10 settembre 2014

Guerra, propaganda e contrabbando


La prima guerra mondiale, come del resto tutte le guerre, non fu combattuta solo sui fronti militari da eserciti agguerriti, ma comprese altre guerre di cui poco si sa e si scrive. Forse pochi sanno che proprio in Svizzera si svolse un’agguerrita attività di propaganda tra le potenze belligeranti europee e che ai suoi confini si sviluppò un’intensa attività di contrabbando tra la Svizzera e i Paesi confinanti.

Guerra di propaganda
Il Museo della comunicazione e la Biblioteca nazionale svizzera di Berna hanno allestito un’interessante mostra (che resterà aperta fino al 9 novembre 2014) sulla guerra della propaganda («Sotto il fuoco della propaganda. La Svizzera e la prima guerra mondiale») combattuta dalle potenze belligeranti in questo Paese neutrale e culturalmente diviso.
Cartolina postale dell'epoca, che ritrae la Svizzera come un'isola di pace.

= Elenco =
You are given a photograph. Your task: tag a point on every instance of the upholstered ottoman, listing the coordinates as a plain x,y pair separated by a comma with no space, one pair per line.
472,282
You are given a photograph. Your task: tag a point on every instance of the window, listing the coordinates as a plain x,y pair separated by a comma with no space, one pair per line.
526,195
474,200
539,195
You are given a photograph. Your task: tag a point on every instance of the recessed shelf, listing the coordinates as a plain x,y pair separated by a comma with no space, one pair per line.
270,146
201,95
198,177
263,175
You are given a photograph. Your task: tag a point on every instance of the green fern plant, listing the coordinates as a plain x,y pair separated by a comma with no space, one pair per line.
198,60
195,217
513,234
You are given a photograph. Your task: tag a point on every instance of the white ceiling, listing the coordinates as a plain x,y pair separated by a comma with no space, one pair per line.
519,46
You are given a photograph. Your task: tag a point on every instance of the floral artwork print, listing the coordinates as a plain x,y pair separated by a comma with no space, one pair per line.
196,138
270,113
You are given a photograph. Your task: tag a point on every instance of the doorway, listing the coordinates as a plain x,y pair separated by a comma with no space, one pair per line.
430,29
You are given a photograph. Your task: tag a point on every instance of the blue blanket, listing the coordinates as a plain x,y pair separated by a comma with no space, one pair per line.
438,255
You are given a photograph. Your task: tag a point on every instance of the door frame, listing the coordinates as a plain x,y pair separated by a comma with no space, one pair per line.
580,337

= Cosa fare =
Ricopia senza modifiche il passo dell'articolo su guerra, propaganda e contrabbando, partendo da "Guerra, propaganda e" e proseguendo fino a "e culturalmente diviso.".

= Risultato atteso =
Guerra, propaganda e contrabbando


La prima guerra mondiale, come del resto tutte le guerre, non fu combattuta solo sui fronti militari da eserciti agguerriti, ma comprese altre guerre di cui poco si sa e si scrive. Forse pochi sanno che proprio in Svizzera si svolse un’agguerrita attività di propaganda tra le potenze belligeranti europee e che ai suoi confini si sviluppò un’intensa attività di contrabbando tra la Svizzera e i Paesi confinanti.

Guerra di propaganda
Il Museo della comunicazione e la Biblioteca nazionale svizzera di Berna hanno allestito un’interessante mostra (che resterà aperta fino al 9 novembre 2014) sulla guerra della propaganda («Sotto il fuoco della propaganda. La Svizzera e la prima guerra mondiale») combattuta dalle potenze belligeranti in questo Paese neutrale e culturalmente diviso.